**Supplied records**
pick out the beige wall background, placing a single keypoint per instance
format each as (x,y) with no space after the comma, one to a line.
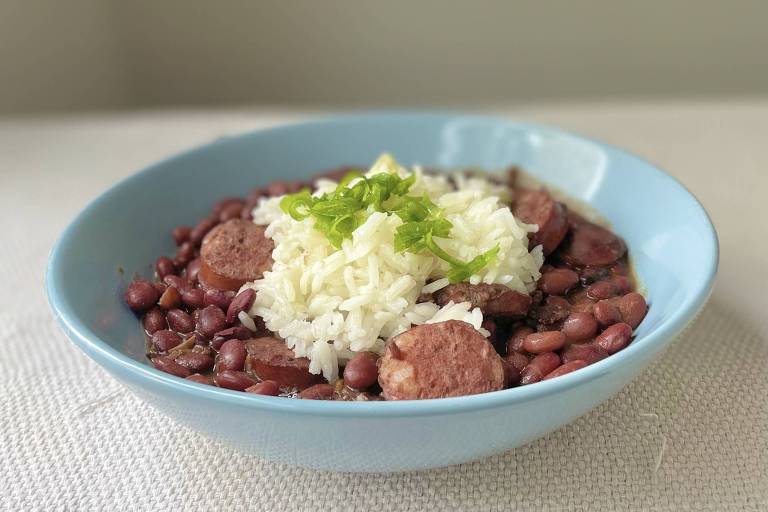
(110,54)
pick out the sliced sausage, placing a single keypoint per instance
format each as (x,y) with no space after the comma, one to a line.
(591,245)
(270,359)
(439,360)
(233,253)
(492,299)
(538,207)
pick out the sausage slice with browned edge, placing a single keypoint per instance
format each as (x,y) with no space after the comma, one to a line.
(439,360)
(270,359)
(492,299)
(234,253)
(538,207)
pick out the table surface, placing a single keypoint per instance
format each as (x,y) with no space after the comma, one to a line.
(689,434)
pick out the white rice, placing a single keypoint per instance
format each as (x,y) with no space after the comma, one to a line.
(328,304)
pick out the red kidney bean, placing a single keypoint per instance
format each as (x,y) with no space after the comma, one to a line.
(318,392)
(231,211)
(539,366)
(614,338)
(194,298)
(195,361)
(200,379)
(168,365)
(231,356)
(606,313)
(511,374)
(545,341)
(589,275)
(242,302)
(218,298)
(184,254)
(579,327)
(180,321)
(588,352)
(516,339)
(231,379)
(558,281)
(193,270)
(165,340)
(267,387)
(177,282)
(141,295)
(617,285)
(164,266)
(170,299)
(181,234)
(200,230)
(238,332)
(566,368)
(518,360)
(633,309)
(154,321)
(361,371)
(210,320)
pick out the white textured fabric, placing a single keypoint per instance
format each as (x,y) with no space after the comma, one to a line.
(689,434)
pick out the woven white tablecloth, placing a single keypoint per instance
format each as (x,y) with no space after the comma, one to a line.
(689,434)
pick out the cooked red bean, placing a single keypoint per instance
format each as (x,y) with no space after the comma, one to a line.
(168,365)
(181,234)
(154,320)
(614,338)
(268,387)
(569,367)
(141,295)
(195,361)
(165,340)
(231,356)
(211,320)
(633,309)
(361,371)
(545,341)
(184,254)
(516,338)
(164,266)
(606,313)
(230,379)
(518,360)
(242,302)
(193,269)
(554,309)
(200,230)
(194,298)
(200,379)
(539,366)
(511,374)
(318,392)
(218,298)
(588,352)
(180,321)
(170,299)
(177,282)
(558,281)
(617,285)
(579,327)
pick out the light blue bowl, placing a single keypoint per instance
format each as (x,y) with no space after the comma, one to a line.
(671,240)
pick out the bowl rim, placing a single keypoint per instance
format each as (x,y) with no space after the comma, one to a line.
(131,370)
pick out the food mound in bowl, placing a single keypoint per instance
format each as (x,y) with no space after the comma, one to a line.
(388,284)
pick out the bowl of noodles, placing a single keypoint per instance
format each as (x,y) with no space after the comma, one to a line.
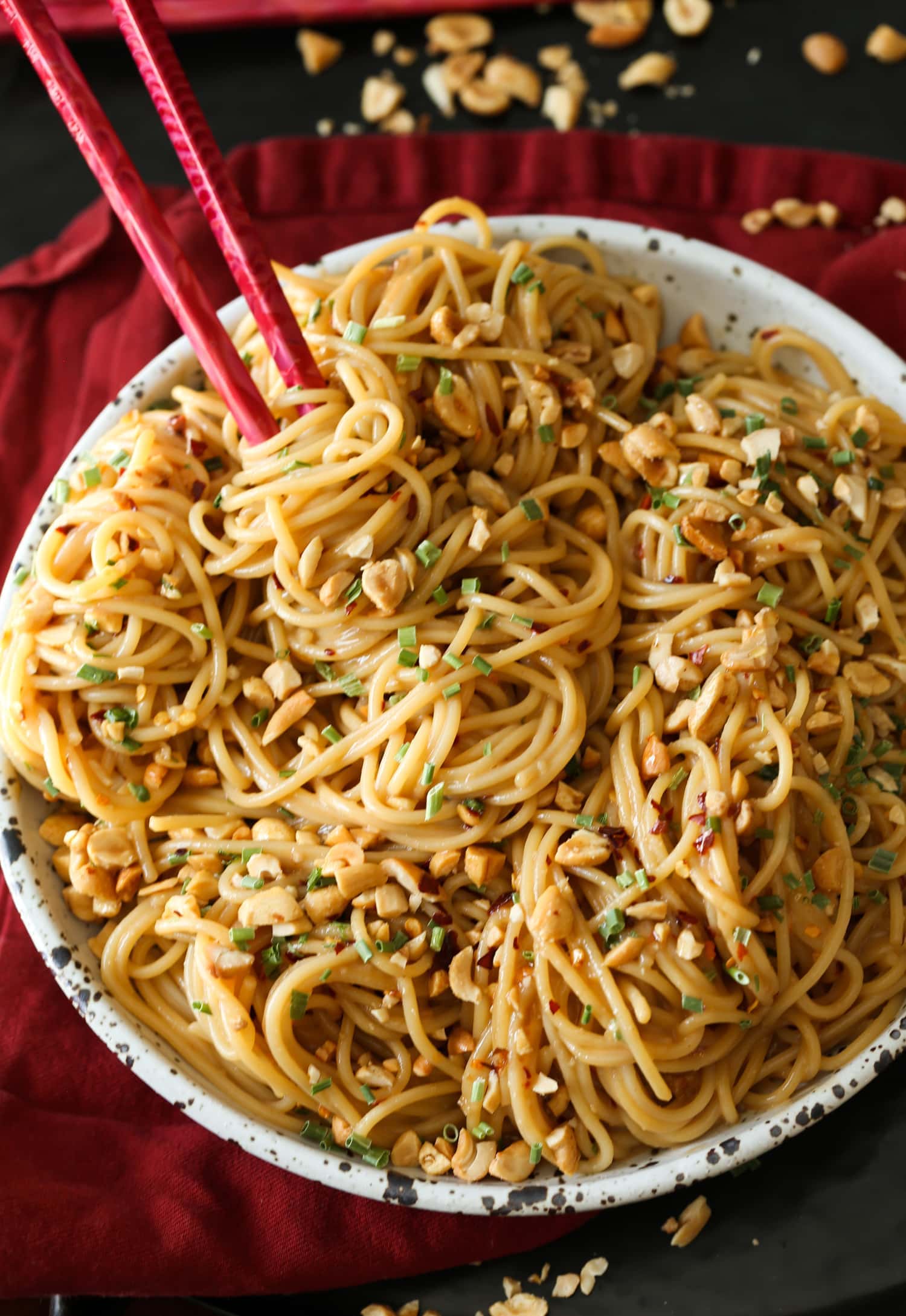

**What is required**
Everything from the line with "pick out the bowl rim, placing" through the end of the records above, and nothing else, is to be quoted exactly; please leave the pictures out.

**Exercise answer**
pick out the bowl rim, placing a single keypoint per instance
format each as (x,y) with no space after the comma, one to a line.
(131,370)
pick out the food mound in bowl, placing a single keypoint per instance
format each as (x,y) with no space after the comma, one to a line.
(388,284)
pick out the bowl of noodles, placing a single keypoint per instance
format each as (x,y) with no space after the comma, one to a line.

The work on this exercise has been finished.